§ **Required action**
Reproduce the VANE Minerals announcement below word for word, from the contact details through the end of the chairman's statement.

For further information, please contact:
VANE Minerals Plc Matt Idiens/David Newton VANE Minerals plc
|
+44 (0) 20 7667 6322 |
Allenby Capital (Nominated Adviser & Joint Broker) Jeremy Porter/Alex Price
|
+44 (0) 20 3328 5656
|
Northland Capital Markets (Joint Broker) Louis Castro
|
+44 (0) 20 7796 8821 |
Bankside Consultants Simon Rothschild
|
+44 (0) 20 7367 8888 |
CHAIRMAN'S STATEMENT
I am pleased to announce that 2012 was the year that VANE declared its maiden profit before tax. This is as a result of our Mexican subsidiary, Minerales VANE, making significant progress in increasing its financial contribution to the Group. During the course of 2012, the Company had 11 months of production from our joint venture with Met-Sin and one month of production from our 100%-owned Diablito Mine. As a result, grades and recovery rates improved leading to substantially more revenue being generated and this is reflected in the Company's financial results for the year. Minerales VANE is expected to continue to perform strongly, generating significant cash resources for the Group.
In January 2012, the U.S. Secretary of the Interior announced the anticipated withdrawal from uranium exploration and mining of one million acres of federal lands in northern Arizona where VANE holds substantial interests. VANE has since initiated legal proceedings against the U.S. Department of the Interior with a claim for damages caused by this decision. A resolution to these legal proceedings is expected later in 2013.

§ **Collected material**
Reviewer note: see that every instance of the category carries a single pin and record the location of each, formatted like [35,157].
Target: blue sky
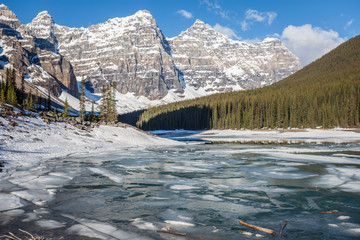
[307,28]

§ **Solved problem**
For further information, please contact:
VANE Minerals Plc Matt Idiens/David Newton VANE Minerals plc
|
+44 (0) 20 7667 6322 |
Allenby Capital (Nominated Adviser & Joint Broker) Jeremy Porter/Alex Price
|
+44 (0) 20 3328 5656
|
Northland Capital Markets (Joint Broker) Louis Castro
|
+44 (0) 20 7796 8821 |
Bankside Consultants Simon Rothschild
|
+44 (0) 20 7367 8888 |
CHAIRMAN'S STATEMENT
I am pleased to announce that 2012 was the year that VANE declared its maiden profit before tax. This is as a result of our Mexican subsidiary, Minerales VANE, making significant progress in increasing its financial contribution to the Group. During the course of 2012, the Company had 11 months of production from our joint venture with Met-Sin and one month of production from our 100%-owned Diablito Mine. As a result, grades and recovery rates improved leading to substantially more revenue being generated and this is reflected in the Company's financial results for the year. Minerales VANE is expected to continue to perform strongly, generating significant cash resources for the Group.
In January 2012, the U.S. Secretary of the Interior announced the anticipated withdrawal from uranium exploration and mining of one million acres of federal lands in northern Arizona where VANE holds substantial interests. VANE has since initiated legal proceedings against the U.S. Department of the Interior with a claim for damages caused by this decision. A resolution to these legal proceedings is expected later in 2013.